*EXCERPTED TEXT*

════════

A Cantabrian albarca is a rustic wooden shoe in one piece, which has been used particularly by the peasants of Cantabria, Spain. In the neighbouring province of Asturias madreñas are still being widely used in rural areas.

Cantabrian albarcas are similar to other clogs from Europe, but have significant features and different characteristics in terms of woodworking process and in their use. They have a characteristic set of three dowels on the bottom of the shoe.

== History ==
The beginning of the use of this footwear in the northern regions of Spain (especially in Cantabria) is unknown, but it is already mentioned in a document from 1657, in which King Philip IV requested the Pope to create the Diocese of Santander. In the Cadastre of the Marquis of La Ensenada, in 1752, the profession of albarquero is recorded in several villages in the western part of Cantabria.

Given the humid climate of the area, it is a very appropriate footwear to protect the feet from water and dirt on the ground from certain tasks carried out in the stable, in the meadows and on the farmland. It is practical for walking on rough terrain, muddy ground, and snow, because the ‘tarugos’ or lower heels give elevation to the foot and lend agility to the gait.

Today, this traditional craft has been left to a few albarquero craftsmen, who only make albarcas to order, sometimes for use and sometimes as a typical souvenir of the Cantabrian region. Making the clogs by hand is being replaced by machines, in which a profile reader runs along the surface of the albarca to be reproduced and transports its reading, by means of a set of bars, to blades that cut the excess wood and achieve a perfect duplicate. These machine-made albarcas are the ones that can be bought today in shops, imported to Cantabria from other places.

Although the use of albarcas as footwear has become almost extinct, this has not prevented this typical footwear of the north from being considered a cultural and therefore tourist resource. This is how the albarca plays a role in the Saja-Nansa ecomuseum, as this footwear was typical of this region centuries ago. The Saja-Nansa eco-museum tries to care for and maintain these customs, as well as to conserve and present to new generations this set of heritage elements that aim to produce and communicate a certain knowledge. The Saja-Nansa ecomuseum is a place for the preservation of the albarca.

On the Children's Day of Cantabria, which is celebrated on the Magdalena in Santander, a collection of a hundred albarcas (from the Castro Valnera Cultural Association) was exhibited, which attracted more than 35,000 people.

As a result, the albarca is still present in various associations and festivals in Cantabria. The Castro Valnera Cultural Association is a good example of this, as it brought together a hundred albarcas, belonging to private collections, representative of all the Cantabrian regions in a unique exhibition that had a great impact, both in terms of the number of visitors and the interest shown. The event was attended by both the regional and national press. In an act of collaboration, on the Children's Day of Cantabria (a Festival of Regional Tourist Interest) held in Santander, the pieces that formed part of the exhibition were exhibited on the Magdalena peninsula so that they could be admired by more than 35,000 people. In 2006, the City Council of Cantabria organised an exhibition of the pieces that were part of the exhibition.

In 2006, the Town Council of Cartes (Cantabria) organised in Santiago de Cartes the day of the albarca, on the occasion of the festivities of San Cipriano (a festival of Regional Tourist Interest). In 2006, the exhibition was held in Santiago de Cartes (Cantabria).

════════

*TASK INSTRUCTIONS*
Using the text about the Cantabrian albarca, explain why this footwear is practical for walking on rough terrain, muddy ground, and snow.

════════

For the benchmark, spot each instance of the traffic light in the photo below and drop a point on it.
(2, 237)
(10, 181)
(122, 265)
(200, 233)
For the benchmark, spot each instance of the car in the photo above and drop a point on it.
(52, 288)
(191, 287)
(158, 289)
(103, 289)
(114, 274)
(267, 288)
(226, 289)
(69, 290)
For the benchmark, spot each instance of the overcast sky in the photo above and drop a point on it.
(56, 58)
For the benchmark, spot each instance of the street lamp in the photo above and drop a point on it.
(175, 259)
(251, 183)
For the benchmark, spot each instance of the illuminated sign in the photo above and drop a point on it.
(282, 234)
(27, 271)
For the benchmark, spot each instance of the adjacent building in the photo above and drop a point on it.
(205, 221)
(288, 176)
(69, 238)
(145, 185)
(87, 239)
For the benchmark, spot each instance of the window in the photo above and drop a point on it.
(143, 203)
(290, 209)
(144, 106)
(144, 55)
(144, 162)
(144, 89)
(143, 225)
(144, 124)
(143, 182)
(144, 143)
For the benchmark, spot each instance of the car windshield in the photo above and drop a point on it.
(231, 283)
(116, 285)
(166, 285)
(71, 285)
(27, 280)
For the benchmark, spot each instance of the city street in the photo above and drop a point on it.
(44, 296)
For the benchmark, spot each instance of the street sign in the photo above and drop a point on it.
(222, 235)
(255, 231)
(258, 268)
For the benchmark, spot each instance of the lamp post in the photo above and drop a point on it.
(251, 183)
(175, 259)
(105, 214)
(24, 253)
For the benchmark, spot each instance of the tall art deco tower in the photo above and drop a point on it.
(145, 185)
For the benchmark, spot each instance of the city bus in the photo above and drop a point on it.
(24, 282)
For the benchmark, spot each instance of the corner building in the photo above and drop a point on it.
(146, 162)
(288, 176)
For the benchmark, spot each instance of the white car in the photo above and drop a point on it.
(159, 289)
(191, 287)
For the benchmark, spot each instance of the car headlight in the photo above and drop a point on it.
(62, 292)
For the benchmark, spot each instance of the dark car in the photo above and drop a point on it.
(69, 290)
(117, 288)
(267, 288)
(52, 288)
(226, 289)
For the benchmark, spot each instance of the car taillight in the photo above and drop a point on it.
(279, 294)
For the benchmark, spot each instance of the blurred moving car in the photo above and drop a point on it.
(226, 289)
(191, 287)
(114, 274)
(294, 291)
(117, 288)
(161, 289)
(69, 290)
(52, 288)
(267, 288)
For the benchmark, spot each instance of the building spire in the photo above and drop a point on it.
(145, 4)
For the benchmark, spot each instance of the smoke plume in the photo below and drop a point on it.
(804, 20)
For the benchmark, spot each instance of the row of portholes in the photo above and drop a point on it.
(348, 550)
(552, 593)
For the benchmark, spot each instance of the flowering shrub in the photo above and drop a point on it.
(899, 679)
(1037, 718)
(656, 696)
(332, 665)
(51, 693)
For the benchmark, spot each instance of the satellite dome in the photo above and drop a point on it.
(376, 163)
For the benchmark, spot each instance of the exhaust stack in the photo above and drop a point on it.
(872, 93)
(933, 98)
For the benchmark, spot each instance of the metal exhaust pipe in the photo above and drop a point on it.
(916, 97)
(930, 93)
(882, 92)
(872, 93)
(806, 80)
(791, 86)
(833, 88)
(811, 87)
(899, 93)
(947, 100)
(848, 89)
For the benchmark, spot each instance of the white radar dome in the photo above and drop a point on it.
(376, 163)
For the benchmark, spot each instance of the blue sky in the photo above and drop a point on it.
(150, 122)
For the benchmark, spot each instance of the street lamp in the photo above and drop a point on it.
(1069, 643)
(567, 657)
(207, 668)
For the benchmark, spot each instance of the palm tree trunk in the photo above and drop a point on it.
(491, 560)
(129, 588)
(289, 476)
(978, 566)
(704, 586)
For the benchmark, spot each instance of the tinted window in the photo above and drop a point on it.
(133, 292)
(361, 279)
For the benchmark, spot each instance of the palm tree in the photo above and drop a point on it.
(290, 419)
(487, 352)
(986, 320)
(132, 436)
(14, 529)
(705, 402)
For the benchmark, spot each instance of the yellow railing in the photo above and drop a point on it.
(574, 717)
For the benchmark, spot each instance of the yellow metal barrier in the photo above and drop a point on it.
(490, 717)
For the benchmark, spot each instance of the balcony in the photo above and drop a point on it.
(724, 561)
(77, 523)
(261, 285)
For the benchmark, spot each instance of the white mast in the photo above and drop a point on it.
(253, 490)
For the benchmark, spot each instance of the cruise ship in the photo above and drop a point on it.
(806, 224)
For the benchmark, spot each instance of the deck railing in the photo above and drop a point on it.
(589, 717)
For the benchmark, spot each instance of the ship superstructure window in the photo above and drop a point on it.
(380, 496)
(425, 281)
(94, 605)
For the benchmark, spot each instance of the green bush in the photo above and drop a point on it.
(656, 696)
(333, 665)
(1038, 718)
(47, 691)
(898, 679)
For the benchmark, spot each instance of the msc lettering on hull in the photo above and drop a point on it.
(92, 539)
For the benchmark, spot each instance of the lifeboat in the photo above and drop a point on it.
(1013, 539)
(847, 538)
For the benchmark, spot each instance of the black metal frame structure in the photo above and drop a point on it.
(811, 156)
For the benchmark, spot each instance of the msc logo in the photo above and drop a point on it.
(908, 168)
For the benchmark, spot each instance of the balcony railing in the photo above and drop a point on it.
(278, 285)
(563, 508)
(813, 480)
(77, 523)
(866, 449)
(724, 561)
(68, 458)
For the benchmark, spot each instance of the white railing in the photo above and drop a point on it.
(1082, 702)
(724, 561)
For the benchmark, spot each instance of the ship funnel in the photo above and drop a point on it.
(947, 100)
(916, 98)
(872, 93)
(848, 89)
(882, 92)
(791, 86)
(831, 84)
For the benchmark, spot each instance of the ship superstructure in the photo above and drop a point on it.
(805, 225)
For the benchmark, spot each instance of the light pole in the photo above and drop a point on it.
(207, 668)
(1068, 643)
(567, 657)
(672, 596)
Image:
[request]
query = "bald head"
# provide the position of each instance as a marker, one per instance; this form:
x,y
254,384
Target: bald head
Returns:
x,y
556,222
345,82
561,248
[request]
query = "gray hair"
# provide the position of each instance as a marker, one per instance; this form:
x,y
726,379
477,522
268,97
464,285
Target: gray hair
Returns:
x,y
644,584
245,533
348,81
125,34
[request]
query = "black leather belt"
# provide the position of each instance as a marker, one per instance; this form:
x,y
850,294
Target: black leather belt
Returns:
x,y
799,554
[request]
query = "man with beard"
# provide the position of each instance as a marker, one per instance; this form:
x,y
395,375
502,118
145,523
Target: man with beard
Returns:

════════

*TASK RESULT*
The albarca's "tarugos," or lower heels, raise the foot and give agility to the gait. This makes the shoe practical on rough terrain, muddy ground, and snow.